Text block:
=== Section Start ===
It can clean rust, strip the paint off cars and now, according to one BU scientist’s research, remove the worry from the morning after.
The Annals of Improbable Research awarded Boston University Reproductive Biology Director Deborah Anderson the 2008 Ig Nobel Prize for Chemistry for her discovery of the spermicidal effects of Coca-Cola products.
‘The project itself was fun,’ Anderson said. ‘It should have deserved a fun award.’
Anderson’s original study, which was published in a 1985 issue of the New England Journal of Medicine, focused on the effects Coca-Cola products have on sperm motility.
Anderson said a Harvard University student inspired her to look into the subject after telling her stories of women in Puerto Rico who used Coca-Cola products after sex to prevent pregnancy.
After Anderson tested original Coca-Cola, Diet Coca-Cola and a now-defunct ‘New Coke’ on a donor’s sperm, she and her colleagues concluded that Coca-Cola products reduced the movement of sperm due to the highly acidic environment in the soda. Diet Coke was the most effective, reaching acidity levels much higher than the other sodas and reducing sperm movement to zero.
Though Coca-Cola does act as a spermicide, Anderson said she would not recommend it as a reliable contraceptive.
‘Sperm swim fast,’ Anderson said. ‘There’s a good chance that you won’t catch them and end up with irritation and infections.’
The Annals’ Board of Governors, which includes, scientists, journalists, area scholars and Improbable Research editors, selects 10 winners out of 7,000 nominations each year.
=== Section End ===
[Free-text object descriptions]
=== Section Start ===
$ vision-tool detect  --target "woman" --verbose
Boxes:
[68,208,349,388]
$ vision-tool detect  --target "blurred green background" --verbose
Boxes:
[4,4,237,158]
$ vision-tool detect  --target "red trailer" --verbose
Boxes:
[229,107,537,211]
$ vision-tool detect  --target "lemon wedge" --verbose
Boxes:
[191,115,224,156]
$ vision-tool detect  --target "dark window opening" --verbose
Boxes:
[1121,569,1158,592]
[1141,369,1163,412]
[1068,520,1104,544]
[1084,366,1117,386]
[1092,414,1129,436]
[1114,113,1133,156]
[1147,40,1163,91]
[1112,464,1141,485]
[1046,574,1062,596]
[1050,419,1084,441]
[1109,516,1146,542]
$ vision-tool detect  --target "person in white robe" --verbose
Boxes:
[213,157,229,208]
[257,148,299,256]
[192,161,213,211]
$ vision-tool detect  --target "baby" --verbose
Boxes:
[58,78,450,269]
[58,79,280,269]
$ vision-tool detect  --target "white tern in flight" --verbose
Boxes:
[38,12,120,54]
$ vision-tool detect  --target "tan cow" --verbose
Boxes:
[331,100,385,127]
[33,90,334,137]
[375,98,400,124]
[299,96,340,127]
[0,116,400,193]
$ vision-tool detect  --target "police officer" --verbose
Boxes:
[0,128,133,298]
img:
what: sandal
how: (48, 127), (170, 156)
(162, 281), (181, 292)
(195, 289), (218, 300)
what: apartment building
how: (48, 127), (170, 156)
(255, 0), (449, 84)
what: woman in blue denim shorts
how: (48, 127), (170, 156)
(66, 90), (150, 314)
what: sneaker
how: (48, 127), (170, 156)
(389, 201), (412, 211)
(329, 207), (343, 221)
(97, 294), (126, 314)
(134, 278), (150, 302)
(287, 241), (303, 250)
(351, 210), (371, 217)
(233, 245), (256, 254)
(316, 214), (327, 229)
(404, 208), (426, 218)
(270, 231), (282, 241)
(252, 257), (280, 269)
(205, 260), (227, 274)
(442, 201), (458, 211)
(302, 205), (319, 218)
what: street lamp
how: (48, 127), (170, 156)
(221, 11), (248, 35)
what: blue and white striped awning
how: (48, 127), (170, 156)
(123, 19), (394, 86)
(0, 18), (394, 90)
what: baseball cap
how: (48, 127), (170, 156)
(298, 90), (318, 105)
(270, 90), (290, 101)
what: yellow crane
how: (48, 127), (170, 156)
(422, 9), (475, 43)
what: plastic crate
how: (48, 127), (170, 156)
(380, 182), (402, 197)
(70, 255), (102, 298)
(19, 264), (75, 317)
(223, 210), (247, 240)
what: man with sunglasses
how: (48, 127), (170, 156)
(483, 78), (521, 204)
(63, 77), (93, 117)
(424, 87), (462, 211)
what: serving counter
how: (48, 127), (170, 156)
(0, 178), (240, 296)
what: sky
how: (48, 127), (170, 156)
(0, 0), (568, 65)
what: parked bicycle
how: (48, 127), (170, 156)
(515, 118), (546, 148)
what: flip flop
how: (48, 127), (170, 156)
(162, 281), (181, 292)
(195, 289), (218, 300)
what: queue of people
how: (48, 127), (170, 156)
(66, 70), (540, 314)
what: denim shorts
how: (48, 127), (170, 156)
=== Section End ===
Problems and tasks:
1 > In the article about Anderson's Ig Nobel Prize, shorten the paragraph that begins "After Anderson tested original Coca-Cola" into a brief bulleted list that keeps its main facts.
2 > Resume the article about Anderson's Ig Nobel Prize, picking up right after its final sentence.

Response list:
1 >
- Anderson tested original Coca-Cola, Diet Coca-Cola and the now-defunct "New Coke" on a donor's sperm.
- She and her colleagues concluded that the sodas' highly acidic environment reduced sperm movement.
- Diet Coke was the most effective: it reached much higher acidity than the other sodas and brought sperm movement to zero.

2 >
Once entered, submissions are always kept in the nomination pool, so this year’s honorees were also competing with submissions from up to 18 years ago, Improbable Research editor Marc Abrahams said.
‘Thanks to the study of Professor Anderson and her colleagues, of all the millions, maybe billions, who drink Coca-Cola regularly, they’ll all now think before they drink,’ Abrahams said.
Other recipients of this year’s Ig Nobel Prize included a Duke University economics professor who discovered that expensive placebo pain medicines work better than cheaper placebos, a University of New Mexico psychology professor who found strippers make more money when at peak fertility and a Brazilian archaeology professor who proved armadillos can contribute to archaeological misdating, according to the Improbable Research website.’
Actual Nobel Laureates presented the awards at Harvard University on Oct. 2.
Abrahams said the point of the Ig Nobel Prize is to take scientific research and make people laugh and then think, as Anderson’s study did.
Anderson’s research assistants, who work with her on the science of HIV transmission, said they were excited about her award because it is nice to hear about the lighter side of reproductive research.
‘To see her rewarded for her’ lighter endeavors in between all of her hard work, that’s something that really shows off Dr. Anderson as a person,’ undergraduate research assistant Ashish Premkumar, a College of Arts and Sciences junior, said. ‘Someone who is’ serious-minded, but willing to have a bit of fun now and then.’
Research assistant Caitlin Blaskewicz said she looked at the more practical side of her mentor’s research.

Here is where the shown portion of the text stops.